BLOK TEKS:
__________________________________________________

Kondisi semakin diperburuk ketika banyak dari BUMN yang utangnya jatuh tempo di tahun ini. Saat defisit APBN bengkak sampai 6% dari PDB karena penerimaan pajak seret sementara biaya pemerintah meningkat, banyak BUMN yang harus menunggu dana talangan dari pemerintah untuk tetap hidup dan bertahan.
CNBC Indonesia mencatat, sampai periode November 2020, terdapat 14 surat utang dari 9 BUMN dengan nilai pokok obligasi yang jatuh tempo sebesar Rp 10,16 triliun.
Dari jumlah tersebut beberapa BUMN yang menerbitkan surat utang bervariasi, mulai dari BUMN yang bergerak di sektor properti, perbankan, infrastruktur hingga perusahaan di industri pertahanan.
Misalnya saja, PT PP Properti Tbk (PPRO), menerbitkan MTN IX dan X milik perseroan senilai Rp 213 miliar dan 200 miliar. MTN V Tahun 2017 PT Wika Realty juga jatuh tempo 8 November dengan nilai pokok Rp 250 miliar.
Tidak hanya itu, obligasi PT Pupuk Indonesia senilai Rp 2,60 triliun juga jatuh tempo 9 November. Dua obligasi yang diterbitkkan PT Sarana Multi Infrastruktur (Persero) masing-masing Rp 654 miliar dan Rp 4,45 triliun jatuh tempo pada 10 November dan 15 November.
BUMN lainnya, PT Bank Rakyat Indonesia Tbk (BBRI) menerbitkan Obligasi Berkelanjutan III Tahap I Tahun 2019 Seri A dengan nilai pokok Rp 737,85 miliar dan jatuh tempo 17 November.
Sementara itu, terdapat 3 obligasi milik PT Pindad (Persero) yang jatuh tempo dengan nilai pokok sebesar Rp 482 miliar.
Pemerintah tak bisa tinggal diam melihat kondisi BUMN yang miris tersebut. Stimulus digelontorkan untuk tetap menjaga BUMN sebagai motor penggerak perekonomian domestik. Namun keterbatasan anggaran pun membuat tak semua BUMN diselamatkan oleh pemerintah.

__________________________________________________

DATA UNTUK DIPERIKSA:
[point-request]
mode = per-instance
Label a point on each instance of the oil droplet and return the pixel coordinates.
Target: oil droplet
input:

__________________________________________________

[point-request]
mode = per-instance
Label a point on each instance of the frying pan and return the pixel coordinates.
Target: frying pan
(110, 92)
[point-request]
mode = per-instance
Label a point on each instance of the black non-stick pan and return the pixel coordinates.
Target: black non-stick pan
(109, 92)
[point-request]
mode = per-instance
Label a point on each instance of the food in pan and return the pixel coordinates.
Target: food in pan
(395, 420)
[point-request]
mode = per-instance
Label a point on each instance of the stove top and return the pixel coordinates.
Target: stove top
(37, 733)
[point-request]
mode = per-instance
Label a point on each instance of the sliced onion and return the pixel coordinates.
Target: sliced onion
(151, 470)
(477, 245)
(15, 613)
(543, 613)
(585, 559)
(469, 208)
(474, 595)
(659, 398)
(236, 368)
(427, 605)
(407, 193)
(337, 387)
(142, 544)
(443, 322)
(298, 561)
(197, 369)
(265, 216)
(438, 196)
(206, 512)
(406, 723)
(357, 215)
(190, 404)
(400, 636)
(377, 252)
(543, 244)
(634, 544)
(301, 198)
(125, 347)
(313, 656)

__________________________________________________

BUTIR TUGAS 1:
Salin kata demi kata bagian teks tentang utang BUMN dari "Dari jumlah tersebut" sampai "dan 15 November.".
BUTIR TUGAS 2:
Sebutkan semua perusahaan BUMN yang namanya tercantum dalam teks tentang utang BUMN.
BUTIR TUGAS 3:
Teruskan teks tentang utang BUMN setelah kalimat terakhirnya.
Baris-baris data tidak digunakan sama sekali di sini.

HASIL TUGAS 1:
Dari jumlah tersebut beberapa BUMN yang menerbitkan surat utang bervariasi, mulai dari BUMN yang bergerak di sektor properti, perbankan, infrastruktur hingga perusahaan di industri pertahanan.
Misalnya saja, PT PP Properti Tbk (PPRO), menerbitkan MTN IX dan X milik perseroan senilai Rp 213 miliar dan 200 miliar. MTN V Tahun 2017 PT Wika Realty juga jatuh tempo 8 November dengan nilai pokok Rp 250 miliar.
Tidak hanya itu, obligasi PT Pupuk Indonesia senilai Rp 2,60 triliun juga jatuh tempo 9 November. Dua obligasi yang diterbitkkan PT Sarana Multi Infrastruktur (Persero) masing-masing Rp 654 miliar dan Rp 4,45 triliun jatuh tempo pada 10 November dan 15 November.

HASIL TUGAS 2:
PT PP Properti Tbk (PPRO), PT Wika Realty, PT Pupuk Indonesia, PT Sarana Multi Infrastruktur (Persero), PT Bank Rakyat Indonesia Tbk (BBRI), PT Pindad (Persero)

HASIL TUGAS 3:
Hanya beberapa BUMN strategis yang nasibnya ada di titik nadir serta berperan untuk menjadi motor penggerak perekonomian. Jika mengacu pada Peraturan Menteri BUMN Nomor 8 tahun 2020 setidaknya ada lebih dari 10 BUMN yang bakal diberi suntikan dana PEN oleh pemerintah dengan berbagai skema.
Untuk beberapa BUMN strategis yang memiliki piutang dari pemerintah, maka akan disuntik dana dengan skema pencairan hutang pemerintah ke BUMN. Total anggarannya mencapai Rp 113.48 triliun.
Dua BUMN strategis yang bakal mendapat dana ini dalam jumlah yang besar adalah PLN dengan nilai Rp 48,46 triliun dan Pertamina senilai Rp 45 triliun. Tak ketinggalan BUMN konstruksi sebagai motor penggerak proyek strategis nasional (PSN) juga bakal mendapat suntikan senilai Rp 12,16 triliun.
Kemudian ada sebanyak 7 BUMN yang bakal mendapatkan suntikan dana dalam bentuk penanaman modal negara (PMN). Beberapa BUMN tersebut adalah Hutama Karya, Bahana, PNM, PTPN, PT KAI, Perumnas dan ITDC. Total dana yang dianggarkan mencapai Rp 23,65 triliun.
Sementara itu ada dua BUMN yang terlilit utang yang besar yaitu Garuda Indonesia (GIAA) dan Krakatau Steel (KRAS) yang bakal mendapat suntikan dana dari pemerintah sebesar Rp 11,5 triliun dalam bentuk pinjaman convertible bonds.
Artinya dua emiten ini nantinya harus menerbitkan obligasi wajib konversi ke saham kepada pemerintah melalui private placement atau Penanaman Modal tanpa Hak Memesan Efek Terlebih Dahulu (PMHMETD).
Sehingga secara total dana suntikan pemerintah untuk BUMN mencapai Rp 148,63 triliun.
Dari dana untuk Pemulihan Ekonomi Nasional (PEN) yang dianggarkan sebesar Rp 677,2 triliun, ongkos penyelamatan BUMN saja sudah mencapai 22% sendiri. Ini hanya menghitung dari nominal stimulusnya saja belum dihitung dari ongkos yang sifatnya kontribusi BUMN ke pendapatan negara seperti pajak dan dividen lho.
Memang BUMN punya andil besar terhadap aktivitas perekonomian terutama dalam hal serapan tenaga kerja. Namun bayangkan saja jika BUMN-BUMN Tanah Air ini sehat dengan rasio utang yang tidak membengkak maka tidak akan memberatkan anggaran pemerintah.
Sudah seharusnya BUMN menjadi tulang punggung perekonomian, bukan beban. Ini menjadi PR besar menteri BUMN Erick Thohir untuk membenahi kinerja dan tata kelola BUMN yang lebih efisien dengan mengedepankan prinsip Good Corporate Governance (GCG), profesional, dan terbebas dari KKN maupun kepentingan politik praktis.
Sayangkan kalau BUMN kelihatannya garang tapi nyatanya keropos. Sayang juga kan kalau BUMN bukan jadi mesin pencetak uang tapi malah pencetak utang.